Stelle die Zeilen aller Einträge unten als Markdown-Tabelle mit den Spalten „Nr.“ und „Zeile“ dar und lass Leerzeilen weg. Die Bilder gehören nicht in die Tabelle.

● BEREITGESTELLTES MATERIAL
^^^^^^^^^^^^^^^^

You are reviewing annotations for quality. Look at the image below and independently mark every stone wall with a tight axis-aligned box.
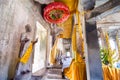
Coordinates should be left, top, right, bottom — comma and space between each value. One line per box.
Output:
0, 0, 48, 80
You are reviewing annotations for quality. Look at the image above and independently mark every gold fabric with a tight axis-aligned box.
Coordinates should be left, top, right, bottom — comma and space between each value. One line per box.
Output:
20, 43, 33, 64
64, 55, 86, 80
49, 37, 58, 65
102, 66, 120, 80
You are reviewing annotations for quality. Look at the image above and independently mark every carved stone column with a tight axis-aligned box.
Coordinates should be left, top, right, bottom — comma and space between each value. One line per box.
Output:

^^^^^^^^^^^^^^^^

● ERWARTETE ANTWORT
| Nr. | Zeile |
|---|---|
| 1 | You are reviewing annotations for quality. Look at the image below and independently mark every stone wall with a tight axis-aligned box. |
| 2 | Coordinates should be left, top, right, bottom — comma and space between each value. One line per box. |
| 3 | Output: |
| 4 | 0, 0, 48, 80 |
| 5 | You are reviewing annotations for quality. Look at the image above and independently mark every gold fabric with a tight axis-aligned box. |
| 6 | Coordinates should be left, top, right, bottom — comma and space between each value. One line per box. |
| 7 | Output: |
| 8 | 20, 43, 33, 64 |
| 9 | 64, 55, 86, 80 |
| 10 | 49, 37, 58, 65 |
| 11 | 102, 66, 120, 80 |
| 12 | You are reviewing annotations for quality. Look at the image above and independently mark every carved stone column with a tight axis-aligned box. |
| 13 | Coordinates should be left, top, right, bottom — comma and space between each value. One line per box. |
| 14 | Output: |